▶ _Set problem_
Output only the lines from the one holding "the window frame" to the end of the data below, please, copied exactly.
start
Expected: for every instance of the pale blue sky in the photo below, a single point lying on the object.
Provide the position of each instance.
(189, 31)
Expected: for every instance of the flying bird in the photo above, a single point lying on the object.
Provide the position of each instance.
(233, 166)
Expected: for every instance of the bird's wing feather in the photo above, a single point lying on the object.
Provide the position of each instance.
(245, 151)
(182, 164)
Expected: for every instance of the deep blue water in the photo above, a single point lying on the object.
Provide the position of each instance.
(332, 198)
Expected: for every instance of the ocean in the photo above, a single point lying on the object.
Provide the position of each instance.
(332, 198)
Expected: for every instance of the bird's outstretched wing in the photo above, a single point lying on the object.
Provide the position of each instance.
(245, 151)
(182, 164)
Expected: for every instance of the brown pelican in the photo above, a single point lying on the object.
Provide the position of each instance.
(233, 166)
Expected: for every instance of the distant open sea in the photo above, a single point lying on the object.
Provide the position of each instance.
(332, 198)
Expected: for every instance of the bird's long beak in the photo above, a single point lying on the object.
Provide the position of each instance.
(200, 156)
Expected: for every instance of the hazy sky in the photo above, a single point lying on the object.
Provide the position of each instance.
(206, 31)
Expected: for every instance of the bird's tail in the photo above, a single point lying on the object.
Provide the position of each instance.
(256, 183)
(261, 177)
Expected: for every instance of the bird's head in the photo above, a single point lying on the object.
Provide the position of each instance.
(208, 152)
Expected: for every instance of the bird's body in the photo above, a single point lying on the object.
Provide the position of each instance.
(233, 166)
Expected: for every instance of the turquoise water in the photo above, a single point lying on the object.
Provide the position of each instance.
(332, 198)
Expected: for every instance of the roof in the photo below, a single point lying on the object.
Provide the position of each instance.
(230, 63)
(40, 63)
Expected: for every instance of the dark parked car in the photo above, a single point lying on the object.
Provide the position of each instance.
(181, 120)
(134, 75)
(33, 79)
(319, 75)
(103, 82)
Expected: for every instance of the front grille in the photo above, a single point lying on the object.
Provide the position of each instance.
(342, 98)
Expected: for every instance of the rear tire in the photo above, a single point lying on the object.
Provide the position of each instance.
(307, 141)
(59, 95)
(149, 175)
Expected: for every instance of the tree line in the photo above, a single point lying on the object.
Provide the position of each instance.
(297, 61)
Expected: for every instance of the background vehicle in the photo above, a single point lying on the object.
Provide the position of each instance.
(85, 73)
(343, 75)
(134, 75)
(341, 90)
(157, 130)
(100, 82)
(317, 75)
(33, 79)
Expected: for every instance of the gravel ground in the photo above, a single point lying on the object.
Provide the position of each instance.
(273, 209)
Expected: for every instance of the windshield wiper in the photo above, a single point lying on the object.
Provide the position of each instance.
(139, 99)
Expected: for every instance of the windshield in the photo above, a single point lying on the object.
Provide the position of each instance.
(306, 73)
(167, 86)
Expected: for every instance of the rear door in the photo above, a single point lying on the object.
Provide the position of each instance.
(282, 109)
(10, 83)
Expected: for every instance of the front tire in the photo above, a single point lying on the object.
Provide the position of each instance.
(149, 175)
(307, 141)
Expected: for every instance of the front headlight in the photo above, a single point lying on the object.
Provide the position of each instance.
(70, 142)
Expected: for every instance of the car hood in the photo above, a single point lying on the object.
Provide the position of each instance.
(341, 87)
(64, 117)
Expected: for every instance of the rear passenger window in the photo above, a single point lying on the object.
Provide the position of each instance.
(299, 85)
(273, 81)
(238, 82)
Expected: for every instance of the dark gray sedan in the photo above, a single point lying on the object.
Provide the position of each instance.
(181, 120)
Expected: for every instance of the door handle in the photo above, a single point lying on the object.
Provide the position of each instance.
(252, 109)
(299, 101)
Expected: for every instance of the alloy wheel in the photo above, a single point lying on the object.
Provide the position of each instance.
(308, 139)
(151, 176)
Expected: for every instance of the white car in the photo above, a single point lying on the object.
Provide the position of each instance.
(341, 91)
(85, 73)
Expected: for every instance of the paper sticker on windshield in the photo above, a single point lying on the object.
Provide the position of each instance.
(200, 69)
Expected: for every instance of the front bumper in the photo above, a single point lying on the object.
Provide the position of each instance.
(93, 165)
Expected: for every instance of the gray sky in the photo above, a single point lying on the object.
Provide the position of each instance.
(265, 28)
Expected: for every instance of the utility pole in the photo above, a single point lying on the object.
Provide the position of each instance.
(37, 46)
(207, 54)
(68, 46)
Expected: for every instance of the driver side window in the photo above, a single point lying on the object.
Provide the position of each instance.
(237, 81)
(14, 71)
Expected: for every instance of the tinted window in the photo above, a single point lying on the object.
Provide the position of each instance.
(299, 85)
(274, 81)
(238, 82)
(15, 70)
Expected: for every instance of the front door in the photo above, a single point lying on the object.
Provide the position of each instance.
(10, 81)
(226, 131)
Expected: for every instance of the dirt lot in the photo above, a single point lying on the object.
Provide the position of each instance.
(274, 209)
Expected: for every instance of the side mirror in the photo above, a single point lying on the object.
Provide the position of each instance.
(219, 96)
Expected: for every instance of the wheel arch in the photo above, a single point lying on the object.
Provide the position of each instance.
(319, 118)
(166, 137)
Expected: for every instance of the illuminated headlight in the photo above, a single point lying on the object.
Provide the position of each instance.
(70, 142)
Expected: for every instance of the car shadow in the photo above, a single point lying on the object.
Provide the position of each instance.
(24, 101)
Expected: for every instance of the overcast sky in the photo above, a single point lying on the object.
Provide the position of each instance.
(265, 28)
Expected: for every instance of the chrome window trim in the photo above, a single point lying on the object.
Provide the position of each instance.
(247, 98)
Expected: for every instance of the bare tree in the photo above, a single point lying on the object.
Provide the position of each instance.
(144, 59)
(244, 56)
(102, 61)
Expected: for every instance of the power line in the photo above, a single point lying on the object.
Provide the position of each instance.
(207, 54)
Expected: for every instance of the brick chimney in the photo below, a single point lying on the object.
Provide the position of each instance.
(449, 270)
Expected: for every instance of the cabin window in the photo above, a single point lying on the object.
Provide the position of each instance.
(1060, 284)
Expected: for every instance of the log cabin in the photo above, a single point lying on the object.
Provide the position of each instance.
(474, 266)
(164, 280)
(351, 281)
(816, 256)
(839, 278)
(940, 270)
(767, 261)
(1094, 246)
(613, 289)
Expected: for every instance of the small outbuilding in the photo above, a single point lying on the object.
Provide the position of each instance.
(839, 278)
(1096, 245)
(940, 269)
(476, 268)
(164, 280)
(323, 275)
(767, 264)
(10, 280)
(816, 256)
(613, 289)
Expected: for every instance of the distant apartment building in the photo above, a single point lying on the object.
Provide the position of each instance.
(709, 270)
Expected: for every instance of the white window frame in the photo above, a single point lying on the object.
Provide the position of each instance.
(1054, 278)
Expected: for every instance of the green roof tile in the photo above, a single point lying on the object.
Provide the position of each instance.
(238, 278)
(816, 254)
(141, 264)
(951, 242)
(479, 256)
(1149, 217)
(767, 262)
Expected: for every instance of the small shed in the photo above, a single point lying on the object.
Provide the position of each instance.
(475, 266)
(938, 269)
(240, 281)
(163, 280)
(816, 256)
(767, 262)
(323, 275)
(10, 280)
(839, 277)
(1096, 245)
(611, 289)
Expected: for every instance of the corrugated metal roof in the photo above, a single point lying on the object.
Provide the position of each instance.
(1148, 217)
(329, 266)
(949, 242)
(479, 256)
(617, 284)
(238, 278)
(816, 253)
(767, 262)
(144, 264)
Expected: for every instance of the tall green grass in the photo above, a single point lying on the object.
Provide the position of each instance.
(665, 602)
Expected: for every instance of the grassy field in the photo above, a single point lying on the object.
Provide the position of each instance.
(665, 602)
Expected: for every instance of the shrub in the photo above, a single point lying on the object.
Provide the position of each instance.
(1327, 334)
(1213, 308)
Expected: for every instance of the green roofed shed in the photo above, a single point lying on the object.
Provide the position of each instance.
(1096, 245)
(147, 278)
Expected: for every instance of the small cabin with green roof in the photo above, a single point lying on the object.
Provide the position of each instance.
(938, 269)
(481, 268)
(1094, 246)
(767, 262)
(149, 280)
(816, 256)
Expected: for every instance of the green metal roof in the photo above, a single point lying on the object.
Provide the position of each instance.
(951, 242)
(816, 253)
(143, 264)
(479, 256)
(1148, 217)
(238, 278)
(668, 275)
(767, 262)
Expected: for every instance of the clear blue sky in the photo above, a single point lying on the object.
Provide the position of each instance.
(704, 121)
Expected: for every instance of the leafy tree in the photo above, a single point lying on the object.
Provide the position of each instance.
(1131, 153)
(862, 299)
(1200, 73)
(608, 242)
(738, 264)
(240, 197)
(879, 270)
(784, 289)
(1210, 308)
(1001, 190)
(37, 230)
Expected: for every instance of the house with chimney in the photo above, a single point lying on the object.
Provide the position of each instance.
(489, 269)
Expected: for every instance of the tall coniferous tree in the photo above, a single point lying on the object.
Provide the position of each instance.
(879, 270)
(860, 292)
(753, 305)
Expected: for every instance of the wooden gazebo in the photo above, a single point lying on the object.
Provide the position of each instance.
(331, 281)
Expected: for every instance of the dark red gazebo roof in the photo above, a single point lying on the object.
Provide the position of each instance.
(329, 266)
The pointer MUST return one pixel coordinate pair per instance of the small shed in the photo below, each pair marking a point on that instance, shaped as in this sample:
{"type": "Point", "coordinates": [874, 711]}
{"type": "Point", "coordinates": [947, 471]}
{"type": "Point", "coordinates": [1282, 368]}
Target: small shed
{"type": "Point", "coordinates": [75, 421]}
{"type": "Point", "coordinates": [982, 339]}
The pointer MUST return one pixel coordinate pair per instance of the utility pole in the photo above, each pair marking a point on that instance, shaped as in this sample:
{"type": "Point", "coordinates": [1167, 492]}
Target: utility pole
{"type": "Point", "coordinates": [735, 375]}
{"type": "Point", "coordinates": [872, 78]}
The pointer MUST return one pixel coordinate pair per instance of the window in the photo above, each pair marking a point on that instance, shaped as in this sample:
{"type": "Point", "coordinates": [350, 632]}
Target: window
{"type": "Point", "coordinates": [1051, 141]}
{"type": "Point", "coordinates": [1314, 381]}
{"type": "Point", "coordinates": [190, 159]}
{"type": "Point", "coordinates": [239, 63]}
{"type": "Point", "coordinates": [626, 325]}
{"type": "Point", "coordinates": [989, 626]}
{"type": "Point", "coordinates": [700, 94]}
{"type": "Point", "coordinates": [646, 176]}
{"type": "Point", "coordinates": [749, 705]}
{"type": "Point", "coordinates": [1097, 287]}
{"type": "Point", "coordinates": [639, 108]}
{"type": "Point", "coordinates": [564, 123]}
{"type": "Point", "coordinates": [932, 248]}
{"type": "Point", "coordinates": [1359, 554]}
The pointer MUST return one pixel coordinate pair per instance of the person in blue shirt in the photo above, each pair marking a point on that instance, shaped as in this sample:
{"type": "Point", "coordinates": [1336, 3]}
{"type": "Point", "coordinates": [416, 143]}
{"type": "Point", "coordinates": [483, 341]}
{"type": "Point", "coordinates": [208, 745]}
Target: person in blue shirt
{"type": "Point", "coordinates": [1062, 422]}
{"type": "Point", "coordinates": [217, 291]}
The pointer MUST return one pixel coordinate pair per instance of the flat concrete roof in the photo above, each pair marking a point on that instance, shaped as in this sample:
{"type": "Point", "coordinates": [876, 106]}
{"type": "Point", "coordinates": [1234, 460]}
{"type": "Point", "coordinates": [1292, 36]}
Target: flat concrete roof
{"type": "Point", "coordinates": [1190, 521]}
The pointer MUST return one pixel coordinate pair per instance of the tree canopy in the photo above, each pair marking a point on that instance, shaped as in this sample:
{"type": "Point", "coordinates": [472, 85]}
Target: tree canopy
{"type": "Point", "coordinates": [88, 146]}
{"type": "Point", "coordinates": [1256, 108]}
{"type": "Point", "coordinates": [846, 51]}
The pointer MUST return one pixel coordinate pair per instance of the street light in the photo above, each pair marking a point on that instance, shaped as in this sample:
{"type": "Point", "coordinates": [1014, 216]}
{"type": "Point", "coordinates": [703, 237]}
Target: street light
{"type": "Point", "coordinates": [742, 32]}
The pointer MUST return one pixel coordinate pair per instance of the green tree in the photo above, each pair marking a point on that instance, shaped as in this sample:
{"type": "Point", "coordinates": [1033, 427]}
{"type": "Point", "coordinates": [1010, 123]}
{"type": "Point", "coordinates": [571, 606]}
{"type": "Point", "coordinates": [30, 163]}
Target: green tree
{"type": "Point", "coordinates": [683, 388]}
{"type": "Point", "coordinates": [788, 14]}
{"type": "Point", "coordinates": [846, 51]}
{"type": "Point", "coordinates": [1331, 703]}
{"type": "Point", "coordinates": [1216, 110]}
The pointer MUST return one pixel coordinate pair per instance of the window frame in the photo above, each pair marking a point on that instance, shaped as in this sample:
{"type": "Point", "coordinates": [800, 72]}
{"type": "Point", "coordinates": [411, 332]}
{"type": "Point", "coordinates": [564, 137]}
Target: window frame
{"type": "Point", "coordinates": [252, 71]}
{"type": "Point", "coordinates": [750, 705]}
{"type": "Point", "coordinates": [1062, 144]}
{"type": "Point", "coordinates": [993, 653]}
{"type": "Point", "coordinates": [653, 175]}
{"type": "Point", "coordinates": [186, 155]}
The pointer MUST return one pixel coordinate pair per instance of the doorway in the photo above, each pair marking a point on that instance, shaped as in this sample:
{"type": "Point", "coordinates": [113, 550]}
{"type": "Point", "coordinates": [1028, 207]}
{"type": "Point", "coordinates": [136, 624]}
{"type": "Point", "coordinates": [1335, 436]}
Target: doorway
end
▶ _Output for this exercise_
The pointer MUST return one pixel coordinate pair per instance of the window frame in the photo above, each pair marking a point on that instance, shaped as in this sample:
{"type": "Point", "coordinates": [800, 72]}
{"type": "Point", "coordinates": [411, 332]}
{"type": "Point", "coordinates": [564, 137]}
Target: window frame
{"type": "Point", "coordinates": [252, 71]}
{"type": "Point", "coordinates": [750, 705]}
{"type": "Point", "coordinates": [1062, 144]}
{"type": "Point", "coordinates": [993, 653]}
{"type": "Point", "coordinates": [653, 175]}
{"type": "Point", "coordinates": [186, 155]}
The pointer MUST return one pixel coordinate pair per instance of the doorway in the photo above, each pair marking a point on that instance, shaped as in this sample:
{"type": "Point", "coordinates": [113, 550]}
{"type": "Point", "coordinates": [1028, 207]}
{"type": "Point", "coordinates": [136, 624]}
{"type": "Point", "coordinates": [1335, 436]}
Target: doorway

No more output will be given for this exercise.